Extracted records >>
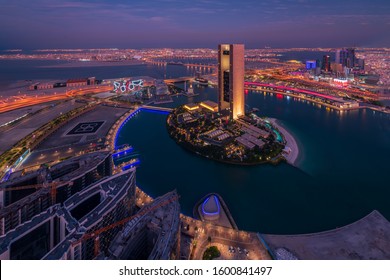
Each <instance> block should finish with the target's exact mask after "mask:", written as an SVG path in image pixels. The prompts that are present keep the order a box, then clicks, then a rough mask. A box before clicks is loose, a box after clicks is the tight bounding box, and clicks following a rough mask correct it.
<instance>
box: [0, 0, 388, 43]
mask: <svg viewBox="0 0 390 280" xmlns="http://www.w3.org/2000/svg"><path fill="white" fill-rule="evenodd" d="M0 3H1V6H2V10H1V12H0V14H1V17H0V26H1V27H0V42H2V43H1V44H0V49H9V48H23V49H33V48H60V47H64V48H91V47H99V48H110V47H118V48H145V47H151V48H153V47H157V48H158V47H177V48H183V47H215V46H216V45H217V44H218V43H219V42H226V41H228V42H232V43H243V44H245V45H246V47H247V48H262V47H264V46H269V47H273V48H279V47H280V48H282V47H285V48H289V47H303V46H306V47H339V46H357V47H381V46H389V45H390V36H389V35H390V32H389V30H390V28H389V27H390V16H389V14H390V4H389V3H388V2H387V1H384V0H376V1H370V2H369V3H367V2H365V1H343V2H342V3H340V2H337V1H327V3H326V4H325V3H320V2H319V1H305V0H298V1H278V0H274V1H271V2H270V1H267V2H263V1H262V2H259V1H249V0H246V1H242V2H240V3H239V4H238V3H235V2H234V1H198V2H197V3H192V2H187V1H182V0H165V1H146V2H142V3H136V4H129V3H121V2H120V1H114V2H112V1H110V2H109V1H105V0H102V1H66V2H63V1H45V0H39V1H35V2H34V3H32V2H28V1H24V0H19V1H15V2H12V3H11V2H10V1H4V0H1V1H0Z"/></svg>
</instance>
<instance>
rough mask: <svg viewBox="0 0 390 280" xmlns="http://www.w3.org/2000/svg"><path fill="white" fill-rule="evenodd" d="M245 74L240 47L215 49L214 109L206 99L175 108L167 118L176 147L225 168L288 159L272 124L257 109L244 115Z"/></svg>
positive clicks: (279, 132)
mask: <svg viewBox="0 0 390 280" xmlns="http://www.w3.org/2000/svg"><path fill="white" fill-rule="evenodd" d="M244 72H245V69H244V45H240V44H231V45H229V44H221V45H219V48H218V88H219V91H218V104H217V103H215V102H213V101H209V100H207V101H203V102H200V103H190V104H187V105H184V106H180V107H178V108H176V109H175V110H173V112H172V113H171V114H170V115H169V116H168V118H167V129H168V133H169V135H170V136H171V137H172V138H173V139H174V140H175V141H176V142H177V143H178V144H179V145H180V146H182V147H184V148H187V149H189V150H191V151H193V152H195V153H196V154H199V155H202V156H205V157H207V158H210V159H213V160H217V161H222V162H225V163H233V164H259V163H265V162H272V163H278V162H280V161H282V160H286V158H285V157H283V155H288V154H289V153H290V152H291V148H290V147H288V146H287V145H286V144H287V141H286V140H285V137H284V136H283V134H282V133H281V132H280V131H279V130H278V129H277V127H276V125H273V124H272V123H274V124H276V123H275V122H272V121H270V120H268V119H266V118H260V117H258V116H257V115H256V114H255V111H257V110H256V109H254V110H251V111H250V112H245V96H244ZM289 138H290V137H289ZM295 146H296V145H295Z"/></svg>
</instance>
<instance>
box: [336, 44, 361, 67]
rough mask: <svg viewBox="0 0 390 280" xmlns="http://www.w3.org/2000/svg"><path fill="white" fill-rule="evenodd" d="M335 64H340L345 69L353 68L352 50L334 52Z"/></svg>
mask: <svg viewBox="0 0 390 280" xmlns="http://www.w3.org/2000/svg"><path fill="white" fill-rule="evenodd" d="M335 62H336V63H340V64H341V65H342V66H345V67H347V68H353V67H355V62H356V56H355V49H354V48H347V49H338V50H336V59H335Z"/></svg>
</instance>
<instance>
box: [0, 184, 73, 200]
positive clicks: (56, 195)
mask: <svg viewBox="0 0 390 280" xmlns="http://www.w3.org/2000/svg"><path fill="white" fill-rule="evenodd" d="M66 184H67V186H68V187H71V186H73V181H67V182H58V181H57V182H50V183H46V182H45V183H42V184H36V185H27V186H20V187H10V188H7V187H0V191H7V192H8V191H21V190H28V189H36V190H38V189H44V188H50V196H51V200H52V201H53V203H55V201H57V200H56V198H57V188H58V187H59V186H64V185H66Z"/></svg>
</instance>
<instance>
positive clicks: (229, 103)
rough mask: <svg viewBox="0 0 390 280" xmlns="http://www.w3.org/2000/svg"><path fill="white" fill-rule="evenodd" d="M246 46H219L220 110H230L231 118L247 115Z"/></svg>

Work request >> Rewrite all the records above, replacing "positive clicks" with "foreground clicks" and leaving everything else unchanged. Omit the pictures from your answer.

Solution for this exercise >>
Each <instance> block should finish with the target's exact mask after "mask:", written as an SVG path in image pixels. The prompts that are present keep the order a box, then clicks, then a rough mask. A box before clicks is loose, a box after clicks is the tight bounding box, and clicks following a rough mask correct it.
<instance>
box: [0, 0, 388, 43]
mask: <svg viewBox="0 0 390 280" xmlns="http://www.w3.org/2000/svg"><path fill="white" fill-rule="evenodd" d="M0 3H1V6H2V10H1V12H0V14H1V17H0V26H1V27H0V42H2V43H1V44H0V49H9V48H23V49H33V48H60V47H64V48H91V47H99V48H110V47H118V48H145V47H151V48H153V47H157V48H158V47H177V48H183V47H215V46H216V45H217V44H218V43H219V42H226V41H228V42H232V43H243V44H245V45H246V47H247V48H262V47H264V46H269V47H273V48H279V47H280V48H282V47H285V48H289V47H303V46H306V47H339V46H357V47H381V46H389V45H390V36H389V35H390V32H389V30H390V28H389V27H390V16H389V14H390V4H389V3H388V2H387V1H384V0H376V1H370V2H369V3H367V2H365V1H343V2H342V3H340V2H337V1H327V3H326V4H325V3H320V2H319V1H305V0H298V1H278V0H274V1H271V2H270V1H267V2H263V1H262V2H259V1H249V0H246V1H242V2H240V3H239V4H238V3H235V2H234V1H198V2H197V3H192V2H187V1H182V0H165V1H146V2H142V3H136V4H129V3H121V2H120V1H114V2H112V1H110V2H109V1H105V0H102V1H66V2H63V1H45V0H39V1H35V2H34V3H32V2H28V1H24V0H19V1H15V2H12V3H11V2H10V1H4V0H1V1H0Z"/></svg>
</instance>
<instance>
rough mask: <svg viewBox="0 0 390 280" xmlns="http://www.w3.org/2000/svg"><path fill="white" fill-rule="evenodd" d="M245 74L240 47L215 49L214 109L206 99L175 108L167 118L176 147L225 168L288 159L272 124L257 109L244 115Z"/></svg>
foreground clicks: (279, 132)
mask: <svg viewBox="0 0 390 280" xmlns="http://www.w3.org/2000/svg"><path fill="white" fill-rule="evenodd" d="M244 72H245V69H244V45H240V44H231V45H229V44H221V45H219V48H218V88H219V91H218V104H217V103H215V102H213V101H209V100H207V101H203V102H200V103H190V104H187V105H184V106H180V107H178V108H176V109H175V110H173V112H172V113H171V114H170V115H169V116H168V118H167V129H168V133H169V135H170V136H171V137H172V138H173V139H174V140H175V141H176V142H177V143H178V144H179V145H180V146H182V147H184V148H187V149H189V150H191V151H193V152H195V153H196V154H199V155H202V156H205V157H207V158H210V159H213V160H217V161H222V162H225V163H233V164H259V163H265V162H272V163H278V162H280V161H282V160H286V158H285V157H283V155H288V154H289V153H290V152H291V148H290V147H288V146H287V145H286V144H287V141H286V140H285V137H284V136H283V134H282V133H281V132H280V131H279V130H278V129H277V127H276V125H273V124H272V123H274V124H276V123H275V122H272V121H270V120H268V119H266V118H260V117H258V116H257V115H256V114H255V111H257V110H256V109H254V110H251V111H250V112H245V96H244ZM289 138H290V137H289ZM295 146H296V145H295Z"/></svg>
</instance>
<instance>
box: [336, 44, 361, 67]
rough mask: <svg viewBox="0 0 390 280" xmlns="http://www.w3.org/2000/svg"><path fill="white" fill-rule="evenodd" d="M335 64H340L345 69L353 68L352 50L334 52Z"/></svg>
mask: <svg viewBox="0 0 390 280" xmlns="http://www.w3.org/2000/svg"><path fill="white" fill-rule="evenodd" d="M335 62H336V63H340V64H341V65H342V66H345V67H347V68H353V67H355V62H356V56H355V49H354V48H347V49H338V50H336V59H335Z"/></svg>
</instance>
<instance>
box: [0, 184, 73, 200]
foreground clicks: (56, 195)
mask: <svg viewBox="0 0 390 280" xmlns="http://www.w3.org/2000/svg"><path fill="white" fill-rule="evenodd" d="M66 184H67V186H68V187H71V186H73V181H67V182H58V181H57V182H50V183H46V182H45V183H42V184H36V185H27V186H20V187H10V188H7V187H0V191H7V192H8V191H21V190H28V189H36V190H38V189H44V188H50V196H51V200H52V201H53V203H55V201H57V200H56V198H57V188H58V187H59V186H64V185H66Z"/></svg>
</instance>
<instance>
foreground clicks: (229, 103)
rough mask: <svg viewBox="0 0 390 280" xmlns="http://www.w3.org/2000/svg"><path fill="white" fill-rule="evenodd" d="M246 46H219L220 110H230L231 118L247 115Z"/></svg>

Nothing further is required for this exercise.